抜粋:
自動車等には、その制動のためにディスクブレーキパッド、ブレーキライニング等の摩擦材が使用されている。摩擦材は、ディスクローター、ブレーキドラム等の対面材と摩擦することにより、制動の役割を果たしている。そのため、摩擦材には、良好な摩擦係数、耐摩耗性(摩擦材の寿命が長いこと)、強度、音振性(ブレーキ鳴きや異音が発生しにくいこと)等が要求される。摩擦係数は車速、減速度やブレーキ温度によらず安定であることが要求される。また、摩擦界面で発生した錆によって摩擦材が摩擦対面材と固着し、発車時の異音発生や摩擦材の表面剥離(錆剥離)などの問題が生じる場合がある。錆固着性能を改善するために、犠牲陽極として作用する亜鉛やpHを上げるアルカリ金属塩を添加するなどの摩擦材組成が提案されている。(特許文献1〜2)
摩擦材には、結合材、繊維基材、無機充填材および有機充填材等を含む摩擦材組成物が用いられ、前記特性を発現させるために、一般的に、各成分を1種または2種以上を組合せた摩擦材組成物が用いられる。中でも銅は繊維や粉末の形態で摩擦材に配合され、高温での制動条件下での摩擦係数の保持(耐フェード性)や高温での耐摩耗性改善、摩擦材の強度向上に有効な成分である。しかし、銅を含有する摩擦材は、制動時に生成する摩耗粉に銅を含み、河川、湖や海洋汚染等の原因となる可能性が示唆されているため、使用を制限する動きが高まっている。

設問:
抜粋によると、銅を含む摩擦材の使用を制限する動きが高まっているのはなぜですか。

元データ:
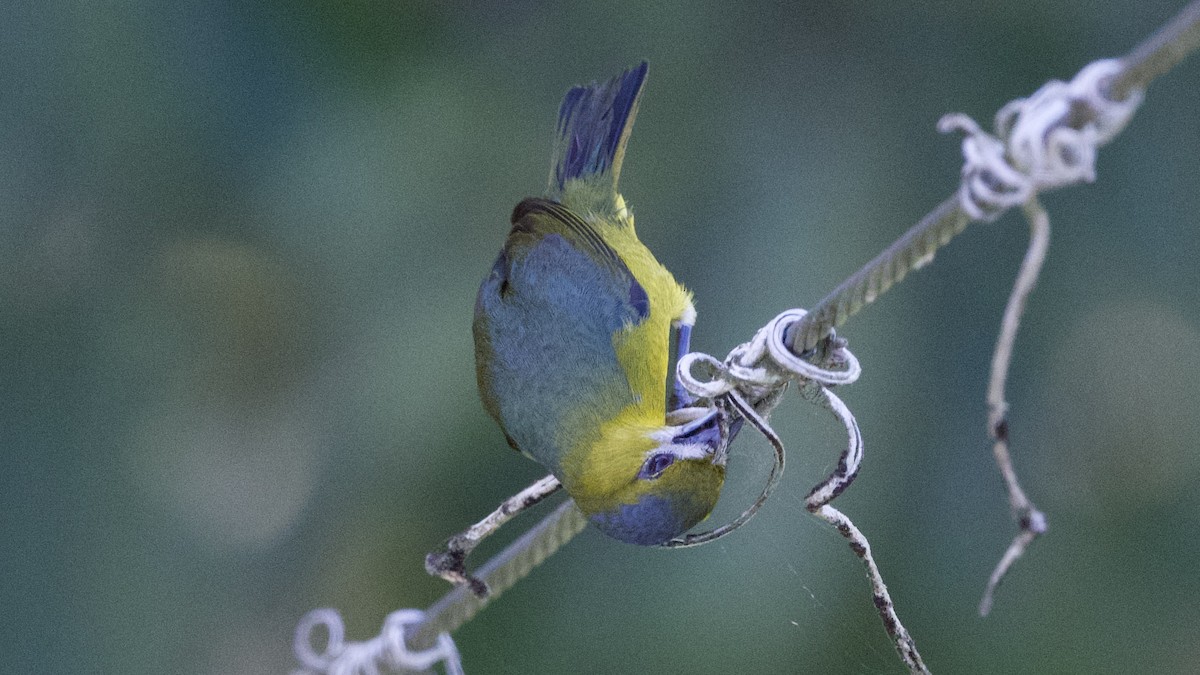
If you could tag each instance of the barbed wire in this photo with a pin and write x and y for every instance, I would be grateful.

解答:
制動時に生成する摩耗粉に銅が含まれ、河川、湖や海洋汚染等の原因となる可能性が示唆されているためです。